─── Exercise text ───

Earl’s Rides in Weyauwega has been in business since 1932. Its normal summer stops include Dorchester Days, Heritage Days in Clear Lake, Booster Days in Hudson and the Crawford, Forest and St. Croix county fairs. But not this year.
“Well it is unfortunately official,” the company posted June 2 on its Facebook page. “We will not be going out at all this summer.”
‘Hopefully we can bounce back’
Kedrowicz should have been in Milwaukee where he usually splits his rides on Father’s Day weekend between two Catholic parish festivals. Instead, most of his 50 employees are out of work and Kedrowicz is hunkered down in his shop in rural Portage County about 27 miles southeast of Stevens Point, where the downtime is being turned into busy work for his two sons and two other employees.
Recently, the Zipper was getting new LED lights, while the Rio Grande, a train for children that includes an engine, two cars and a caboose, was in pieces being prepped for new flooring and a fresh coat of paint.

─── Information provided ───

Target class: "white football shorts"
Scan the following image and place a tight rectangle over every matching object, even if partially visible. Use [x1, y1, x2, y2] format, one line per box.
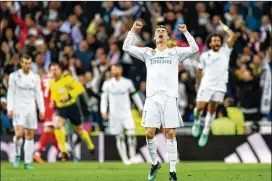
[12, 108, 38, 129]
[196, 89, 225, 103]
[142, 91, 183, 128]
[108, 114, 135, 135]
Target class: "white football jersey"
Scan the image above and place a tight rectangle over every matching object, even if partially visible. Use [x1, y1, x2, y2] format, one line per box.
[100, 77, 143, 117]
[123, 32, 199, 98]
[7, 69, 44, 112]
[198, 44, 232, 92]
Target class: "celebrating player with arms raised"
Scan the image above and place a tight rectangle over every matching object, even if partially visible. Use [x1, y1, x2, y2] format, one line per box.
[192, 21, 237, 147]
[123, 21, 199, 181]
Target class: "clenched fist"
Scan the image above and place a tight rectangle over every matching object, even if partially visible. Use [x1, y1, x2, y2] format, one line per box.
[130, 21, 144, 33]
[178, 24, 187, 33]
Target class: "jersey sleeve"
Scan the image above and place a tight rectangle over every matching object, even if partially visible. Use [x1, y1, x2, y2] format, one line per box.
[128, 80, 136, 94]
[123, 31, 147, 61]
[35, 76, 45, 112]
[175, 31, 199, 62]
[220, 43, 233, 57]
[100, 82, 108, 114]
[197, 54, 205, 69]
[49, 80, 56, 101]
[66, 76, 85, 97]
[7, 74, 16, 111]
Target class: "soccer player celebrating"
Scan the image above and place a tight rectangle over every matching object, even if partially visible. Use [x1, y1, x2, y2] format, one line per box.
[101, 65, 143, 165]
[192, 21, 237, 147]
[49, 63, 95, 161]
[123, 21, 199, 181]
[33, 74, 60, 164]
[8, 55, 44, 169]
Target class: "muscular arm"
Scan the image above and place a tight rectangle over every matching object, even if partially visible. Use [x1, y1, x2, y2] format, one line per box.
[195, 68, 203, 89]
[219, 21, 238, 48]
[123, 31, 147, 61]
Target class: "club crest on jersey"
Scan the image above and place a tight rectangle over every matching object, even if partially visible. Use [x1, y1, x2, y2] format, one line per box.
[65, 85, 73, 91]
[59, 88, 64, 93]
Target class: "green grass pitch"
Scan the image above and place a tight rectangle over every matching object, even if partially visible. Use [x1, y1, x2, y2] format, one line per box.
[1, 162, 271, 181]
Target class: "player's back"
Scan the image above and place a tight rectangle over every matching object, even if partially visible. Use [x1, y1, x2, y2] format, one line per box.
[200, 47, 229, 92]
[8, 69, 40, 108]
[105, 77, 133, 115]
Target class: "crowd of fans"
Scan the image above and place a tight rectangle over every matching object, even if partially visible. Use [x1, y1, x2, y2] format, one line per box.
[0, 1, 271, 134]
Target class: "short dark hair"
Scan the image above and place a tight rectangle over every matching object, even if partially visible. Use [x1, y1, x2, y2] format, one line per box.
[112, 63, 123, 68]
[22, 54, 32, 60]
[155, 25, 167, 31]
[206, 33, 223, 49]
[49, 62, 63, 70]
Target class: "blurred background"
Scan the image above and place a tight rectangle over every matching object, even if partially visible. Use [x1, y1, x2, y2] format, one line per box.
[0, 1, 272, 135]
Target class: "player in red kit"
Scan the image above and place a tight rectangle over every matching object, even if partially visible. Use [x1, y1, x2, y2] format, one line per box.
[34, 74, 60, 164]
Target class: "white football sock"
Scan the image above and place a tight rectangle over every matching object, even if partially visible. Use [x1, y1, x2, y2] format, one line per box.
[166, 138, 178, 172]
[24, 139, 34, 164]
[13, 136, 23, 156]
[115, 135, 128, 163]
[203, 112, 215, 135]
[194, 107, 203, 124]
[128, 135, 136, 158]
[146, 138, 158, 165]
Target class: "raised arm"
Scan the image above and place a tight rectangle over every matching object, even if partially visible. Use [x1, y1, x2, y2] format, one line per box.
[176, 24, 199, 62]
[123, 21, 147, 61]
[219, 20, 238, 48]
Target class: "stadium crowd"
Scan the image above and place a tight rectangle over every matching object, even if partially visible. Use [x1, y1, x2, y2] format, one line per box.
[0, 1, 272, 132]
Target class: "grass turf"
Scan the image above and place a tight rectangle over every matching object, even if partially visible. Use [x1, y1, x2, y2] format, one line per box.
[1, 162, 271, 181]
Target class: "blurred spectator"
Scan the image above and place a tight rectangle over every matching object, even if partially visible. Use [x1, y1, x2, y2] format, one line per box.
[75, 40, 93, 70]
[0, 1, 272, 135]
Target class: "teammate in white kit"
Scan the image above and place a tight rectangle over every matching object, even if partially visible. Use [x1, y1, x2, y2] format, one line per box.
[123, 21, 199, 181]
[192, 21, 237, 147]
[7, 55, 44, 169]
[101, 65, 143, 165]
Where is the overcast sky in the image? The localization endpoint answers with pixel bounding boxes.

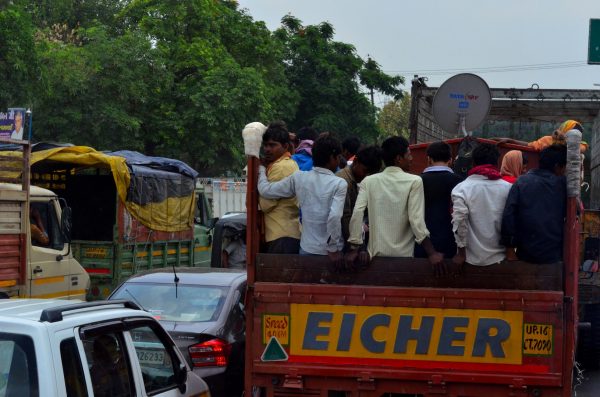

───

• Problems to solve:
**a.** In the text about Earl's Rides, what was the Zipper recently being fitted with?
**b.** Extend the article about Earl's Rides, picking up after its last sentence.

• Task-by-task answers:
**a.** New LED lights.

**b.**
“It’s different,” Hampton Kedrowicz, 21, said of his summer. “Hopefully we can bounce back from it by next summer.”
Hampton will be a senior this fall at UW-Oshkosh where he’s pursuing a degree in marketing. His older brother, Chase, 23, just graduated from UW-Milwaukee with an economics degree. Chase recently purchased a funnel cake wagon from an uncle to operate at each of his father’s stops. Over the years, Chase and Hampton have sold tickets, operated rides, done maintenance and assisted crews with putting up and tearing down the midway, rain or shine.
This summer will include each taking tests for their commercial driver’s licenses. If they pass, they’ll be able to drive big rigs from city to city.
“It’s like farming,” Chase, 23, said about working for his father’s amusement company. “You need to do a lot of everything but it’s good experience.”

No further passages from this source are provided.